Marshal Lucky said:Here's another scenario:
A low-level party is approaching the tower of an evil magic-user. The tower is nothing special, nor is the evil magic-user for that matter. But the DM has already made up his mind that they will find a secret entrance and sneak in because he thinks a game should be pre-programmed. The party decides "Screw that! Half of us will scale the tower and attack from above while the rest assaults the main entrance." The DM then starts making one excuse after another as to why the party can't climb the walls or attack the main entrance.
Railroading is a symptom of poor DMing, period.
The problem is not when the DM forces a choice over many uninteresting options (challenge-wise or story-wise) but when the DM don't have the ability to come up with interesting ones.
####
§ Directions for this task: Please summarize the forum post on railroading in two sentences. The items that come next have no connection to the forum post on railroading.

(Referring-expression pointing data)
####
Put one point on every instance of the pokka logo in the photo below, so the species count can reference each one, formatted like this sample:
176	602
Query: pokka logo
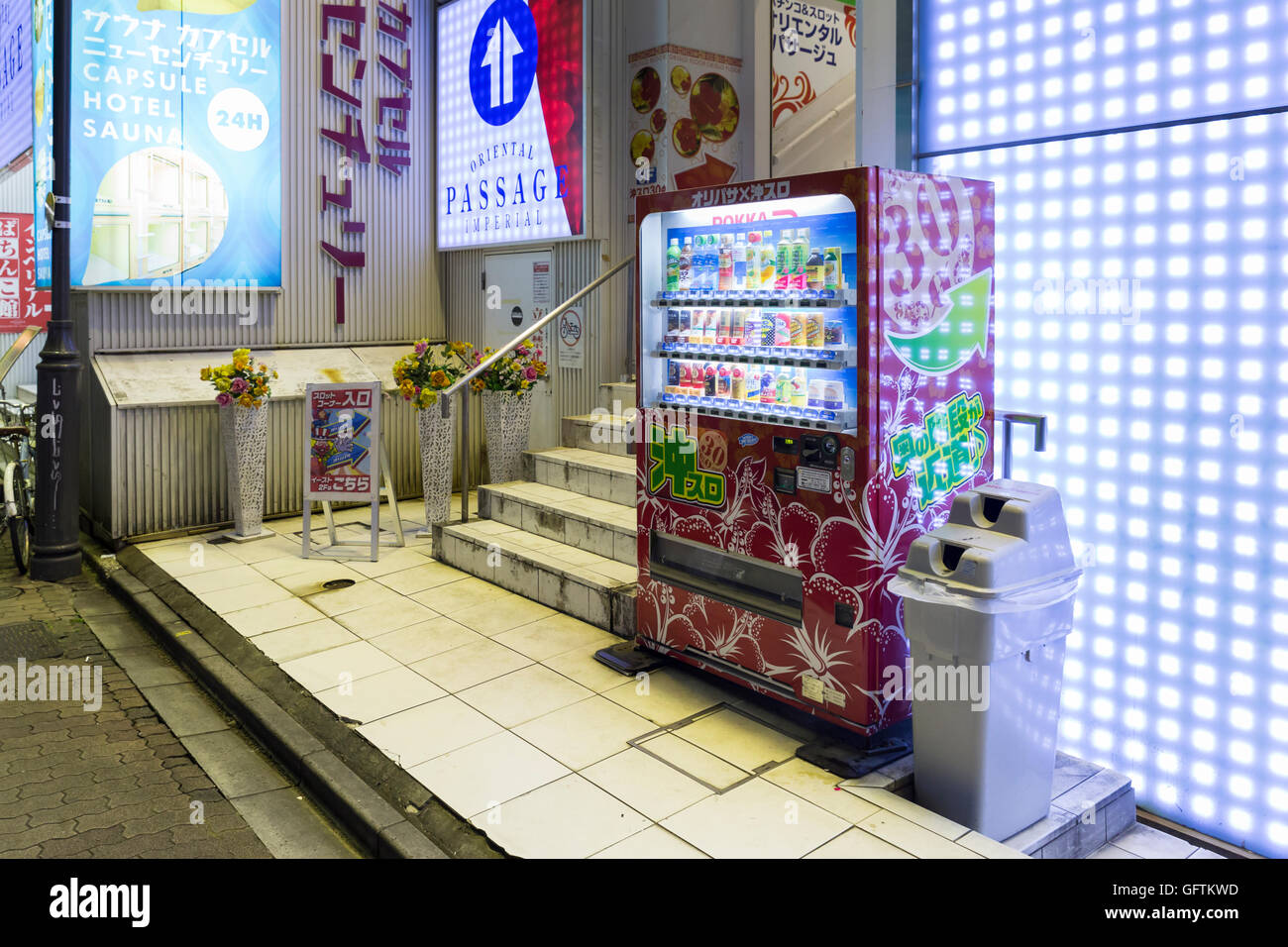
677	463
943	454
502	60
####
§ Answer section: A quoted scenario describes a DM who has decided that a low-level party will sneak into an evil magic-user's tower through a secret entrance, and who keeps making excuses when the party instead tries to scale the tower and assault the main entrance. The post calls railroading a symptom of poor DMing and says the problem is not a DM forcing a choice over uninteresting options but a DM lacking the ability to come up with interesting ones.